> [Exercise directions] Collect every line in the data below that contains the word "spot".

> [Dataset rows]
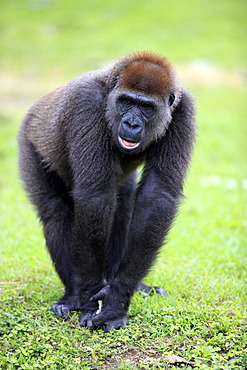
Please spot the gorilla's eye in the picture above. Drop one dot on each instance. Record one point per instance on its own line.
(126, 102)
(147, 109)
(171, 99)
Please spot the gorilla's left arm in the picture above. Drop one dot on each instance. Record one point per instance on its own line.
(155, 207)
---
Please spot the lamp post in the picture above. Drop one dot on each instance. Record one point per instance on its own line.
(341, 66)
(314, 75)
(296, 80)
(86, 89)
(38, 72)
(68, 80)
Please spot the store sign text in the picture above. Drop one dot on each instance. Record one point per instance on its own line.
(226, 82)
...
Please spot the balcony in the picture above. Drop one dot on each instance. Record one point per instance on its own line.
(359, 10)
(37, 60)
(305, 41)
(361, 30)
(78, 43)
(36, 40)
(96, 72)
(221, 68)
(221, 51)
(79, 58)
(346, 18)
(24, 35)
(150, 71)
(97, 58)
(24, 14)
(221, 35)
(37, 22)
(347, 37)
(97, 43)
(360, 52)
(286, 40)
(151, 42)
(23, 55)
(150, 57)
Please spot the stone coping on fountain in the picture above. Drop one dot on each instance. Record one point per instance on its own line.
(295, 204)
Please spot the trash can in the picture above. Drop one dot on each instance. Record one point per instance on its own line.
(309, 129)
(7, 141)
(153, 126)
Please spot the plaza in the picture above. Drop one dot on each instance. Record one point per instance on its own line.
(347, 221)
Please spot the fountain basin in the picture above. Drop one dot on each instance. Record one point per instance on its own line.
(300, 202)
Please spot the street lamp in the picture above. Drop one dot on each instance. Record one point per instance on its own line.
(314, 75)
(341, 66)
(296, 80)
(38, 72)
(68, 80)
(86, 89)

> [Result of this task]
Please spot the gorilla's eye in the picture above. Drop one dot on each instance. Record one point per instance on its own line.
Please spot the gorilla's left arm in the picture above. Drop one dot on each instance. Record one point per instance on its own line.
Please spot the lamp post in the picture above. Drop one dot on each instance. Record one point per instance on its own line.
Please spot the store sign text in the picture above. Drop one dot on each instance. Record one point per instance on its own line.
Please spot the balcony in the picture above. Drop one dot on each instance. Record one point per instance on its own line.
Please spot the stone coping on fountain in the picture above. Drop one dot on each instance. Record one point per instance on its own line.
Please spot the trash can in the picture above. Drop one dot on each instance. Record one point per instance on its own line.
Please spot the plaza in the picture above. Drop one dot on each instance. Record one point per instance on its own line.
Please spot the fountain basin in the picture above. Drop one dot on each instance. Record one point per instance on its own line.
Please spot the street lamp in the picture above. Drop one dot on each instance. Record one point per instance on its own line.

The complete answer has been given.